** INSTRUCTION **
Reproduce every entry below word for word, leaving the pictures out of your copy.

### TASK INPUT ###

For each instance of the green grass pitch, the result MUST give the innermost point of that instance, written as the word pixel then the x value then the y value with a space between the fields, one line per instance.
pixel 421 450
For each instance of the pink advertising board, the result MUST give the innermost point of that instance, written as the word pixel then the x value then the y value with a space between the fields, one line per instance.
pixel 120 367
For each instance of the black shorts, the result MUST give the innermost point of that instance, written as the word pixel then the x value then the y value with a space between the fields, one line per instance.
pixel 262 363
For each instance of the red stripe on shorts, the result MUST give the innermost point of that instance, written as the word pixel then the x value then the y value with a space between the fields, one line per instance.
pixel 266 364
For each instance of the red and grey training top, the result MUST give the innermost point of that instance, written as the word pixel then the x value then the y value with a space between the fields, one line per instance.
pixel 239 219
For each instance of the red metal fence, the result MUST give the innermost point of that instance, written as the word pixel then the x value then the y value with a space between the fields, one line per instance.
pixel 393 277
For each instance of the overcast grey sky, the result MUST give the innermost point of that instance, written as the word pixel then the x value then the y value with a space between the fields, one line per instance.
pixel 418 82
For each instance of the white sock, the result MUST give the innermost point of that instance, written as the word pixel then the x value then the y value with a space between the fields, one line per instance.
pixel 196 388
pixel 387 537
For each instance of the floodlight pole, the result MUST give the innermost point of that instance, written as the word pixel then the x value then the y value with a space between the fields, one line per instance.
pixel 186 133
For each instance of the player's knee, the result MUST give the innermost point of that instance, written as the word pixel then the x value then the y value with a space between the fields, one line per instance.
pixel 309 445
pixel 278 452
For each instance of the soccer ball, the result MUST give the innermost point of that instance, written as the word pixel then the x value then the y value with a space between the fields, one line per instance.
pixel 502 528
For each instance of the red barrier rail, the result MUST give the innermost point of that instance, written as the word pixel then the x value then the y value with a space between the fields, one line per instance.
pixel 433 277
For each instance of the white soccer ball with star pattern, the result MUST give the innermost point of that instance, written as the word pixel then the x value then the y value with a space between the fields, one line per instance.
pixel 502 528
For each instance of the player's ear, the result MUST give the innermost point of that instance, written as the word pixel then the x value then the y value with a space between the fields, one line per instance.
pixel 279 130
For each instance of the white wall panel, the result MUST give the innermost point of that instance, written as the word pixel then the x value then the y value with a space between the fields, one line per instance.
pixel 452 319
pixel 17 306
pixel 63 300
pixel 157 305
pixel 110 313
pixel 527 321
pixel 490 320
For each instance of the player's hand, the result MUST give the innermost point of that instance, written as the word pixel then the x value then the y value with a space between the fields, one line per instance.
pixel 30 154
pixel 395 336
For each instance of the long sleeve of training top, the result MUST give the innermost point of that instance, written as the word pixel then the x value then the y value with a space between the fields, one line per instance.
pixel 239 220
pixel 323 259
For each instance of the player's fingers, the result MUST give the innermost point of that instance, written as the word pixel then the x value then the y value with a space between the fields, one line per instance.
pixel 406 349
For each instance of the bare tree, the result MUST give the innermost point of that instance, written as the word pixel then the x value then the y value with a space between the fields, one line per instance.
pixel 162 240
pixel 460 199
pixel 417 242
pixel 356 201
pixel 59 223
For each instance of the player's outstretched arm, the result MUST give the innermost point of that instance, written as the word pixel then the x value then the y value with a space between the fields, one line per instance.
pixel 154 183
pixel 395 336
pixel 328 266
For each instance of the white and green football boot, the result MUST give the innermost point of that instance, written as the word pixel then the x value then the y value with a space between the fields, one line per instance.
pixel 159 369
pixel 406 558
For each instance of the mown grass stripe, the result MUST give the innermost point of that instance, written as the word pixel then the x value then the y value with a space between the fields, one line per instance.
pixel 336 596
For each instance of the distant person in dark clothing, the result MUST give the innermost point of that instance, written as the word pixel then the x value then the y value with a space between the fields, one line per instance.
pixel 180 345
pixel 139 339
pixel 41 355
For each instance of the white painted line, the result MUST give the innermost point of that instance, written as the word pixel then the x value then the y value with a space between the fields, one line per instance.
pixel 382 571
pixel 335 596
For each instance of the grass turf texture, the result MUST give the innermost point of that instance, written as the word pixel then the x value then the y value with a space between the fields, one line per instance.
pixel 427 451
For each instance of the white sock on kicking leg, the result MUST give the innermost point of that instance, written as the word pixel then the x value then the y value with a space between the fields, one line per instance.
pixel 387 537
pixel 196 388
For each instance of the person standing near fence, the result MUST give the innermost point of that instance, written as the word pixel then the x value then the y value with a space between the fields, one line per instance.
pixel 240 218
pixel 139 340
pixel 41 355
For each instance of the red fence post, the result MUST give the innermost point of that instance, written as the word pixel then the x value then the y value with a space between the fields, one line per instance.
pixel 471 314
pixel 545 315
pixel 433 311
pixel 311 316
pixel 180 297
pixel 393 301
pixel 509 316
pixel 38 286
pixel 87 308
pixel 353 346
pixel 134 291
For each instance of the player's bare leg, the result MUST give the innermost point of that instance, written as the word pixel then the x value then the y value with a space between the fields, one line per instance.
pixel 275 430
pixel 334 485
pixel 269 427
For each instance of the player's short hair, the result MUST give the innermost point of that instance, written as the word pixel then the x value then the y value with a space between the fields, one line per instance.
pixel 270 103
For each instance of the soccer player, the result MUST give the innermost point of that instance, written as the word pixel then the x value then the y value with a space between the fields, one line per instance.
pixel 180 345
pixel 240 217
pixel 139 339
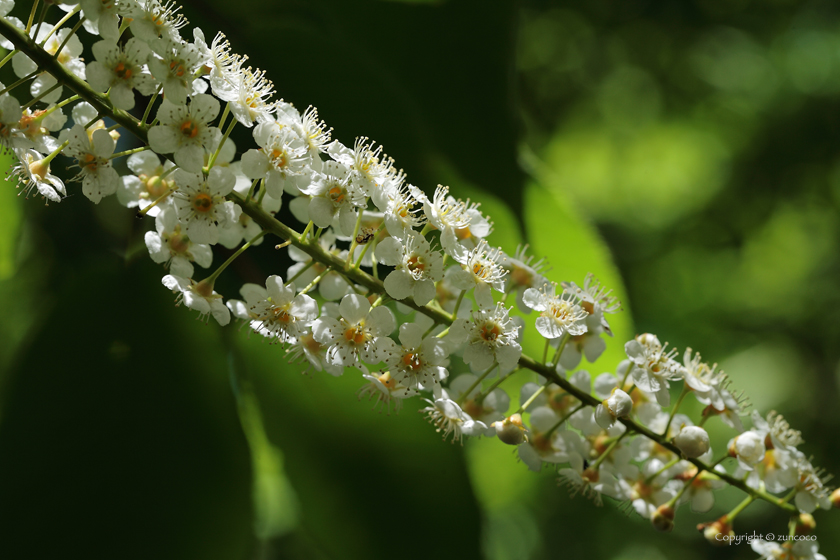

###

** THE REPLY **
For each instance of the green grass pitch, the result MUST give the innermost point of that instance, written as the word pixel then the x value then the y value with a space between the fields, one line per instance.
pixel 421 450
For each instance of the pink advertising board, the result MUST give the innermost point of that instance, written as the word pixel then the x value then the y value with a space between the fields, one line per instance.
pixel 120 367
For each instance of the black shorts, the result MUST give the innermost point of that instance, written as the word pixel then the x value then the y value with a space between the fields, one line per instance.
pixel 262 363
For each instance of the red stripe on shorts, the result MUST give the innermost point of that instance, written as the word pixel then the x value then the y value with a space between the fields, one line per instance.
pixel 266 364
For each instance of the red and grey training top, the result MUST give the innermost point of that instance, written as the word pixel then the x value then the y value with a space between the fields, one line per instance.
pixel 239 219
For each instance of the red metal fence, the result MUST give the innermost point of that instance, written as the word pixel then the x value then the y value with a space between the fields, one line per instance.
pixel 393 277
For each instance of the overcast grey sky, the result MUST give the innermost point of that instance, written as the word pixel then the x value then the y value with a space between the fields, one line per instance.
pixel 418 82
For each instance of the white sock, the result MUST give the innermost point of that instance, written as the word pixel then the x value then the y value with a space between the fields, one line per instance.
pixel 196 388
pixel 387 537
For each instance of the floodlight pole, the result MUST give the innermost point of that instance, written as the word pixel then the x value then the y value with a space between the fields, one line per instance.
pixel 186 133
For each instance of the player's knee, the result MUST give the innermost point of that instance, written as the word pixel then the x value then the y value with a space between the fields, one line per instance.
pixel 309 445
pixel 278 452
For each instance of the soccer ball, the result MUST give the innermost point of that instance, written as the word pixel then the x value then the y value with a space between the fields, one line per instance.
pixel 502 528
For each instance of the red barrier rail, the result MUST give the innermost point of that instance, written as the word pixel then the x value then the y value with a space between the fields, one line per instance.
pixel 433 277
For each instance of the white soccer ball with star pattern, the result MUST give the innermost point of that instance, written as the word pixel then the x value then the y value with a space between the fields, one line per instance.
pixel 502 528
For each instance of the player's ear, the result MUST give the innermost point of that instance, written as the word pixel then the x value then the y value with a space between the fields, one line per instance.
pixel 279 130
For each instance of the white wall panel, the result MUST give the innermost point of that instance, written as the word pixel then the x value then the y value with a space between the fields, one line per instance.
pixel 452 319
pixel 17 306
pixel 63 300
pixel 157 305
pixel 110 313
pixel 527 321
pixel 490 320
For each instance of the player's hand, the result MUST give the innermost point of that instance, written as the word pixel then the x value then the y value with a space between the fields, one line per instance.
pixel 30 154
pixel 395 336
For each instance of the long sleeve of training top, the result MUST give the innermost point of that instance, written as the word pixel then the x value then the y value with a space between the fields, one line per instance.
pixel 239 220
pixel 323 259
For each instance of the player's fingers, the result MUST give the innermost point of that instance, written as the word pixel then the x value then the y value with a space between the fields, one line per instance.
pixel 406 349
For each instance of the bare tree, the result MUST give the innermost point of that instance, written as the word pixel then the x value then the y value with a space between the fields, one line per instance.
pixel 162 240
pixel 460 199
pixel 417 242
pixel 356 201
pixel 59 223
For each instance of the player's outstretched arm, the result MUST give the innermost point of that instance, written as the word pixel then the x value then the y value with a space between the fields, one line per instance.
pixel 154 183
pixel 395 336
pixel 328 266
For each instance of the white and green football boot, the result MUST give the innermost point of that instance, written as the word pixel then the x value then the y value with a space between the fields, one line per instance.
pixel 159 369
pixel 406 558
For each instance of the mown grass stripe, the result MUST give the innermost point of that instance, written as the word pixel then the x value then the y value with a space between the fields, one line per instance.
pixel 336 596
For each instance of the distant person in dark clothing, the result MUST give the innermost point of that instance, written as the word pixel then the x value then the y value with a space between the fields, one line per instance.
pixel 180 345
pixel 139 339
pixel 41 355
For each instance of the white painted line, the result MUST give the innermost point of that instance, written as the word pixel then the x value then the y value with a space between the fields, one line per instance.
pixel 382 571
pixel 335 596
For each instance of the grass turf texture, the result MUST give the innermost point of that instance, written as the word pixel then the x value then the y value with a space between the fields, one line per instance.
pixel 427 451
For each instance of the white sock on kicking leg, the result MUST give the innermost point of that instance, written as the word pixel then the x value then the y value with a space between the fields, one line per instance.
pixel 387 537
pixel 196 388
For each instance of the person standing near fence, the result MUST give the innermost point of that instance, written as the word pixel then the x value then the y value with a space between the fields, one line per instance.
pixel 240 218
pixel 139 340
pixel 41 355
For each instance of the red fence post, the result MUST give the innermost point of that instance, written as the word pixel then the x value then the y value with a space between the fields, one line per instance.
pixel 471 314
pixel 545 315
pixel 433 311
pixel 311 316
pixel 180 297
pixel 393 301
pixel 509 316
pixel 38 286
pixel 87 308
pixel 353 346
pixel 134 291
For each instance of the player's bare leg, the result MUST give the innermost point of that instance, written as the word pixel then the x value then the y value with a space between the fields, one line per instance.
pixel 275 430
pixel 334 485
pixel 269 427
For each instance of the player's short hair, the result MUST give the innermost point of that instance, written as the word pixel then the x value then the y value with a space between the fields, one line per instance.
pixel 270 103
For each instance of the soccer player, the result MUST give the innermost point of that instance, written as the word pixel then the x value then the y value with a space between the fields, one line per instance.
pixel 180 345
pixel 240 217
pixel 139 339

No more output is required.